[A block of data]

******

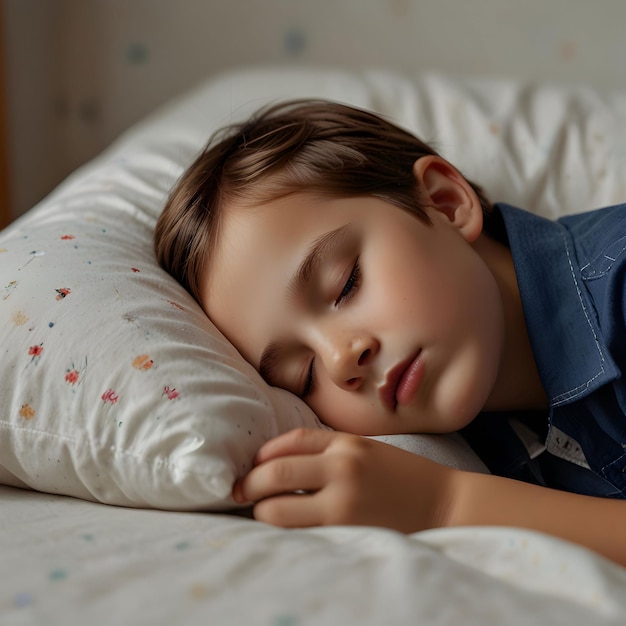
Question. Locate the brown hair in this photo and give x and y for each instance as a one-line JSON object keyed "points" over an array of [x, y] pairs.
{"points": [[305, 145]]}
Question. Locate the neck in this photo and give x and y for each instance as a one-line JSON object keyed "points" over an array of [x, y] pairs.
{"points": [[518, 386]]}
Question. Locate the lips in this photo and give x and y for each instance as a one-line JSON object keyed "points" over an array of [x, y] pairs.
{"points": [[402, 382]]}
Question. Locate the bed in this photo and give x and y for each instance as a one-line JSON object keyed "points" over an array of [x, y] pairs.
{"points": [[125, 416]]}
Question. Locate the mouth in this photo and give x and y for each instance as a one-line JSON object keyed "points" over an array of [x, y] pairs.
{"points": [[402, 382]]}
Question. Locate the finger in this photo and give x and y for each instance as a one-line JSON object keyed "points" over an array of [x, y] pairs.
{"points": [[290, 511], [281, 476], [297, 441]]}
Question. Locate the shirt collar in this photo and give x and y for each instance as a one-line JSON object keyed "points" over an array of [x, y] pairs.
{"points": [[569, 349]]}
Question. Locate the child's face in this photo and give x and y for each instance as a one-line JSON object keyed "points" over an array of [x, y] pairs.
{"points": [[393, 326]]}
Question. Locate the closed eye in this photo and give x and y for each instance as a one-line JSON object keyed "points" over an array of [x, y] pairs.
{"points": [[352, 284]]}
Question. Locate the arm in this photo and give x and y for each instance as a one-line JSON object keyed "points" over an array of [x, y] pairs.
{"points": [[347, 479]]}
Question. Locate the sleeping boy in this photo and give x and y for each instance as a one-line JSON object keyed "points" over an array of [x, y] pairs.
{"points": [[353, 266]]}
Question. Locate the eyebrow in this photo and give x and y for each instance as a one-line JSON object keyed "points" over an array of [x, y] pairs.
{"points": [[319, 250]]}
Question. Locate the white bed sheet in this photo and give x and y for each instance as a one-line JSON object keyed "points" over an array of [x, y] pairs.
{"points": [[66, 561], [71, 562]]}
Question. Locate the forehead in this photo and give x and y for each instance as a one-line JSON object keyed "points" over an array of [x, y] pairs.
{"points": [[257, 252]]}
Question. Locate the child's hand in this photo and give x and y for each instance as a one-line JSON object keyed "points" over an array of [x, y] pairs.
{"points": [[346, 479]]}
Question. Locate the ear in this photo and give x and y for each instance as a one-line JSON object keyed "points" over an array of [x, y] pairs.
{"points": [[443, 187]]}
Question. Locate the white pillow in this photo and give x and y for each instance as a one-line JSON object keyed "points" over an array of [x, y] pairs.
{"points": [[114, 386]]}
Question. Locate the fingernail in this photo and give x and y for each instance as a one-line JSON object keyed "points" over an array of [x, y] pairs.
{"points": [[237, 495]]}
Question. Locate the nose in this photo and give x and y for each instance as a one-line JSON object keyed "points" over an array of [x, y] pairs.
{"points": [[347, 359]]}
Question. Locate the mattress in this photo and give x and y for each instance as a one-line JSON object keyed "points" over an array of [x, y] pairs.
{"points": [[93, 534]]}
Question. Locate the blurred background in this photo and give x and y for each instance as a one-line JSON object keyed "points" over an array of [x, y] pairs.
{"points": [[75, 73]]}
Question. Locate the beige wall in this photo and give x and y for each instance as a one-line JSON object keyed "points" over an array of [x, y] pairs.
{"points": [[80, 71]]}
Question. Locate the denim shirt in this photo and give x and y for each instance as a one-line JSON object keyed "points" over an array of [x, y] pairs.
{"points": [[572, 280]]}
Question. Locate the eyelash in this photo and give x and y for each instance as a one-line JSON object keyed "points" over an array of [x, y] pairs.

******

[INSTRUCTION] Lay out the material above as a JSON list of strings, one string per line and no blank lines, covering all of it but leaving out the pictures.

[RESPONSE FOR THIS EXERCISE]
[
  "Question. Locate the brown hair in this photo and give x and y for each instance as a one-line JSON object keyed \"points\" over an array of [x, y] pairs.",
  "{\"points\": [[305, 145]]}",
  "Question. Locate the neck in this photo and give x and y for each instance as a one-line JSON object keyed \"points\" over an array of [x, y] pairs.",
  "{\"points\": [[518, 386]]}",
  "Question. Locate the lips in this photo and give x and y for each instance as a one-line JSON object keyed \"points\" over an array of [x, y] pairs.",
  "{\"points\": [[402, 382]]}",
  "Question. Locate the bed in this photo and give x and y for each instance as a one-line JSON object keyed \"points\" over an array of [x, y] pairs.",
  "{\"points\": [[125, 416]]}",
  "Question. Locate the mouth in this photo and give x and y for each instance as a one-line JSON object keyed \"points\" over an array of [x, y] pairs.",
  "{\"points\": [[402, 382]]}",
  "Question. Locate the finger in this photo and give x and y for each instance as a one-line JSON object keyed \"points\" over an array of [x, y] pairs.",
  "{\"points\": [[290, 511], [281, 476], [297, 441]]}",
  "Question. Locate the shirt collar in this photo and give x and y for each instance as a one-line JSON object keyed \"points\" over an array of [x, y] pairs.",
  "{\"points\": [[569, 349]]}",
  "Question. Locate the child's face in this photo and give x and y for each instance as a one-line JSON object keyed \"points\" over an array of [x, y] pairs.",
  "{\"points\": [[393, 326]]}",
  "Question. Locate the closed eye in this photo and give x and y for each instance as a one-line JSON object keyed \"points\" over an array of [x, y] pairs.",
  "{\"points\": [[352, 284]]}",
  "Question. Locate the arm in this photo and give x and y for each instance as a one-line JSON object keyed \"points\" over an array of [x, y] pairs.",
  "{\"points\": [[347, 479]]}",
  "Question. Locate the sleeping boy in this photo and give x and y for each instance as a one-line JSON object keyed \"points\" over an array of [x, y] pairs.",
  "{\"points\": [[353, 266]]}",
  "Question. Locate the eyebrow in this photo and give x and y for each instance as a one-line JSON object keyed \"points\" over an array of [x, y] pairs.",
  "{\"points\": [[319, 250]]}",
  "Question. Locate the white bed sheet in this photo and give x and y for each instance as a one-line JSON object keyed \"points\" over an array of [x, y] pairs.",
  "{\"points\": [[66, 561], [71, 562]]}",
  "Question. Locate the forehead in this photo and give x and y for each instance as a one-line JSON object keyed \"points\" over an array of [x, y] pairs.",
  "{\"points\": [[257, 252]]}",
  "Question. Locate the child's hand in this photo and give x and y for each instance as a one-line JSON object keyed \"points\" over an array of [x, y] pairs.",
  "{\"points\": [[346, 479]]}",
  "Question. Locate the ear in this photo and give x and y for each instance as a one-line JSON object keyed \"points\" over an array of [x, y] pairs.",
  "{\"points\": [[443, 187]]}",
  "Question. Locate the white pillow in this photo and give x and y for each instance as a one-line JSON object keyed \"points\" over an array of [x, y] pairs.",
  "{\"points\": [[114, 386]]}",
  "Question. Locate the fingernail in this photo and give x and y for each instance as a one-line JSON object keyed \"points\" over an array of [x, y] pairs.",
  "{\"points\": [[237, 495]]}",
  "Question. Locate the nose in this photo and give x and y for each instance as a one-line JSON object keyed \"points\" over an array of [x, y] pairs.",
  "{\"points\": [[347, 359]]}",
  "Question. Locate the mattress in this photo and give x and y for each instance as a one-line JSON object keyed \"points\" over an array of [x, y] pairs.",
  "{\"points\": [[93, 534]]}",
  "Question. Locate the blurred background in this photo and give x and y for each instance as a one-line JSON object keyed \"points\" over an array of [x, y] pairs.",
  "{\"points\": [[75, 73]]}",
  "Question. Locate the beige wall in this photo and give x and y for each instance as a one-line JSON object keyed \"points\" over an array of [x, y] pairs.",
  "{\"points\": [[80, 71]]}",
  "Question. Locate the denim shirt in this photo and give x and y for each instance as a one-line JSON object keyed \"points\" over an array of [x, y] pairs.",
  "{\"points\": [[572, 280]]}",
  "Question. Locate the eyelash in this photo and give x and y for each instance as a one-line JSON object keyed \"points\" over an array of [x, y] pairs."
]